------ The data

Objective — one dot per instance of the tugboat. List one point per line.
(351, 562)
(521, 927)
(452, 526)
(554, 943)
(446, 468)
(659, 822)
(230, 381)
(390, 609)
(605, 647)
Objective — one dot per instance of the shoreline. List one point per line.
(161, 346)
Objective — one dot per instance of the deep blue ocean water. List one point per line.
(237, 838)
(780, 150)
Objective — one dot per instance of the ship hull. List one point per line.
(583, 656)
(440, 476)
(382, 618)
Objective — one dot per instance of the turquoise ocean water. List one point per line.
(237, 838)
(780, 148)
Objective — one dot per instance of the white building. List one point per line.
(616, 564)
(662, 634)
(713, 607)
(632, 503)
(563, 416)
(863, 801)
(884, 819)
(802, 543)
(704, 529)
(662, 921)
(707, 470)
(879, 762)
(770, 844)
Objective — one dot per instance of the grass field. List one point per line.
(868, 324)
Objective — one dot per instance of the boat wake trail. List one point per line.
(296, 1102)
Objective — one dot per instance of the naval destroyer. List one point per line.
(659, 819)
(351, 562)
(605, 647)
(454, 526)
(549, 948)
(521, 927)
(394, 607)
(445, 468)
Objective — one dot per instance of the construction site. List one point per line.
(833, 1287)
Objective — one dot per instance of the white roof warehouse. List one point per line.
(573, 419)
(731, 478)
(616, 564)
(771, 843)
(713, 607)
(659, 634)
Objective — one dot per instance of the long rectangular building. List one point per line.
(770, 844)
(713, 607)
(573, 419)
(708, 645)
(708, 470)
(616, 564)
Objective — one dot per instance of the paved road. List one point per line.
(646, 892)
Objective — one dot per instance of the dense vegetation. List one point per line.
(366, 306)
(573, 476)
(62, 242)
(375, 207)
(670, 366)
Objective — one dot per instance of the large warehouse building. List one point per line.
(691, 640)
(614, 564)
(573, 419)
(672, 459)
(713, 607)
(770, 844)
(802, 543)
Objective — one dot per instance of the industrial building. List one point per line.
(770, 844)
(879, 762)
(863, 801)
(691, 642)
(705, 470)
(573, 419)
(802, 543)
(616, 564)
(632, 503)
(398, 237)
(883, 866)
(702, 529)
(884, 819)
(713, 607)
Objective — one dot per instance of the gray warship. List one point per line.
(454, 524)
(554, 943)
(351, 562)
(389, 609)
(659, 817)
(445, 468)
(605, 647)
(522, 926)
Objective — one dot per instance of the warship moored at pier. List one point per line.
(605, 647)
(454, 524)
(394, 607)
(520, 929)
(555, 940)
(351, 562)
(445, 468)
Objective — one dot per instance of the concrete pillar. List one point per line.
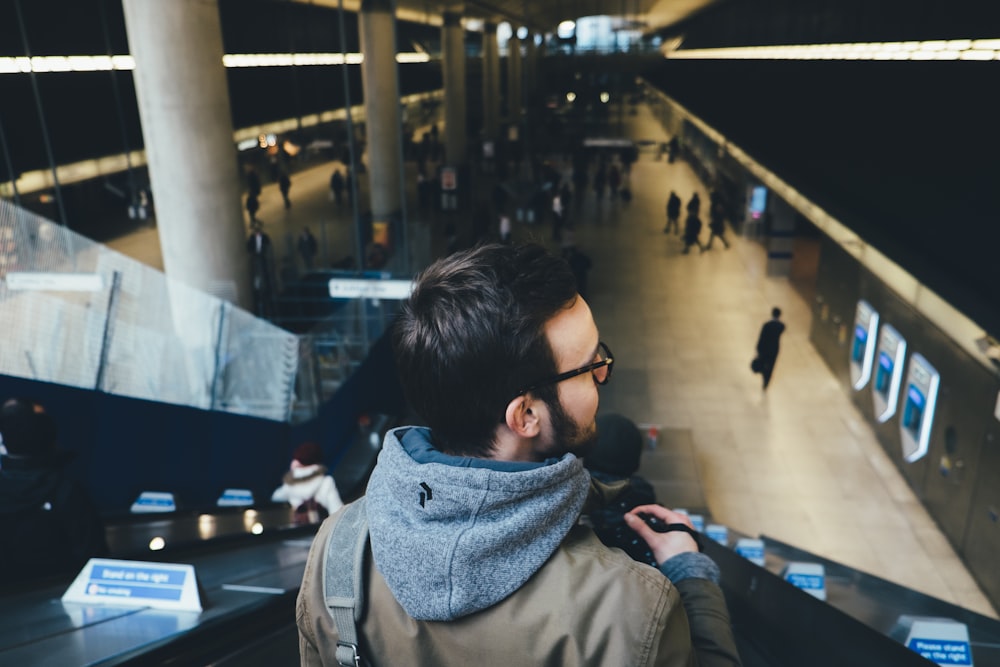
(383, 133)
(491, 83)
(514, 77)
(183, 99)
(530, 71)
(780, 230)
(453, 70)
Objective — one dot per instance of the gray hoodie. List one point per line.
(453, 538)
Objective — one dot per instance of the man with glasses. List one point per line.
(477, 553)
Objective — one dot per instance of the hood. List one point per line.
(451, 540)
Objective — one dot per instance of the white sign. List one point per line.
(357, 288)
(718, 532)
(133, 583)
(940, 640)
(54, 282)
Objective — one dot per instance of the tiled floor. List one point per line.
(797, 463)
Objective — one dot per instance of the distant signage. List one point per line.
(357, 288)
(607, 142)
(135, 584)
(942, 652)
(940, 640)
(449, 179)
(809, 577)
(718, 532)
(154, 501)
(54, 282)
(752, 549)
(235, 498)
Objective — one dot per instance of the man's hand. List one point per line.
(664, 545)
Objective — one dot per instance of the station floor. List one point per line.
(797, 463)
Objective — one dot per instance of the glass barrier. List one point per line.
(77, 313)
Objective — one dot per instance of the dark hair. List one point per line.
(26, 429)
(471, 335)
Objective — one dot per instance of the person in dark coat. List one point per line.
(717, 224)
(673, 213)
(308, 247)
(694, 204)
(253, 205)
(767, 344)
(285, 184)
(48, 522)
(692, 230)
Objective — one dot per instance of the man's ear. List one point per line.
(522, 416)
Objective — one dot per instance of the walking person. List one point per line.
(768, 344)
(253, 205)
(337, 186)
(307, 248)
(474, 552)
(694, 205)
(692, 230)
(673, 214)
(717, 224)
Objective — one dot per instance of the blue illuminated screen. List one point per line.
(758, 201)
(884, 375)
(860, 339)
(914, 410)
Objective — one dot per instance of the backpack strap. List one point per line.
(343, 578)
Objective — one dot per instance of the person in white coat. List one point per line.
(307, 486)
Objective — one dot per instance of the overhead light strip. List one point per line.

------------

◆ Task directions
Produce an exact copy of each line of data, skipping embedded images.

◆ Task answer
Objective — one dot per instance of the tugboat. List one point per line.
(351, 562)
(521, 927)
(452, 526)
(554, 943)
(446, 468)
(659, 822)
(230, 381)
(390, 609)
(605, 647)
Objective — one dot per instance of the shoreline. List one point per line.
(161, 346)
Objective — one dot per instance of the deep blue ocean water. List one point per line.
(237, 838)
(780, 150)
Objective — one dot per instance of the ship hull. List one point per line.
(583, 656)
(440, 476)
(382, 618)
Objective — one dot per instance of the turquoise ocean water. List one point per line.
(237, 838)
(780, 148)
Objective — one dot per instance of the white building. List one point per line.
(616, 564)
(662, 634)
(713, 607)
(632, 503)
(563, 416)
(863, 801)
(884, 819)
(802, 543)
(704, 529)
(662, 921)
(707, 470)
(879, 762)
(770, 844)
Objective — one dot per instance of the grass field. List one point per line.
(868, 324)
Objective — one dot per instance of the boat wake trail. List one point per line.
(296, 1102)
Objective — one dot per instance of the naval destroyer. List one point per line.
(659, 819)
(351, 562)
(605, 647)
(454, 526)
(549, 948)
(521, 927)
(394, 607)
(445, 468)
Objective — one dot per instance of the construction site. List one point per line.
(833, 1287)
Objective — one dot per instance of the white roof warehouse. List one point per line.
(573, 419)
(731, 478)
(616, 564)
(771, 843)
(713, 607)
(659, 634)
Objective — one dot per instance of the long rectangular building. List one point per line.
(770, 844)
(713, 607)
(573, 419)
(708, 645)
(708, 470)
(616, 564)
Objective — one dot per instance of the paved road. List one point per line.
(646, 892)
Objective — one dot per instance of the dense vegetation. List one point per line.
(366, 306)
(573, 476)
(62, 242)
(375, 207)
(670, 366)
Objective — one dot per instance of the large warehouse building. List one point per line.
(691, 640)
(614, 564)
(573, 419)
(672, 459)
(713, 607)
(770, 844)
(802, 543)
Objective — one dot per instance of the industrial building. List one point per line.
(770, 844)
(879, 762)
(863, 801)
(691, 642)
(705, 470)
(573, 419)
(802, 543)
(616, 564)
(632, 503)
(398, 237)
(883, 866)
(702, 529)
(884, 819)
(713, 607)
Objective — one dot per instance of the gray warship. List one point per line.
(454, 524)
(554, 943)
(351, 562)
(389, 609)
(659, 817)
(445, 468)
(605, 647)
(522, 926)
Objective — one dot per instance of the warship moored at pier. List one point per line.
(605, 647)
(454, 524)
(394, 607)
(520, 929)
(555, 940)
(351, 562)
(445, 468)
Objective — one dot per instance of the concrete pillar. List one point per line.
(383, 133)
(491, 83)
(514, 77)
(183, 99)
(530, 71)
(780, 230)
(453, 70)
Objective — one dot per instance of the gray hoodie. List one point per line.
(453, 538)
Objective — one dot per instance of the man with glasses. List one point per line.
(477, 553)
Objective — one dot per instance of the hood. List one point per line.
(451, 540)
Objective — one dot per instance of the white sign. List one point per line.
(357, 288)
(718, 532)
(133, 583)
(940, 640)
(54, 282)
Objective — one dot per instance of the tiled floor. List one point per line.
(797, 463)
Objective — one dot per instance of the distant signage. List one point per line.
(357, 288)
(607, 142)
(135, 584)
(942, 652)
(940, 640)
(449, 179)
(809, 577)
(718, 532)
(154, 501)
(54, 282)
(752, 549)
(235, 498)
Objective — one dot per instance of the man's hand. List one point per line.
(664, 545)
Objective — one dot per instance of the station floor. List one point per line.
(797, 463)
Objective — one dot per instance of the glass barrier. List one point per line.
(77, 313)
Objective — one dot per instance of the dark hair. List one point per line.
(26, 429)
(471, 335)
Objective — one dot per instance of the person in dark coat. List one point per line.
(717, 224)
(673, 213)
(308, 247)
(694, 204)
(253, 205)
(767, 344)
(285, 184)
(48, 522)
(692, 230)
Objective — one dot per instance of the man's ear. List one point per line.
(522, 416)
Objective — one dot per instance of the walking person. List one point per line.
(768, 344)
(253, 205)
(337, 186)
(307, 248)
(474, 552)
(694, 205)
(692, 230)
(673, 214)
(717, 224)
Objective — one dot per instance of the blue illuminated screen. List one point per line.
(758, 201)
(884, 375)
(860, 339)
(914, 410)
Objective — one dot per instance of the backpack strap. List one point per line.
(343, 578)
Objective — one dot per instance of the person in white coat. List one point per line.
(307, 486)
Objective — one dot per instance of the overhead light strip. List one point per line.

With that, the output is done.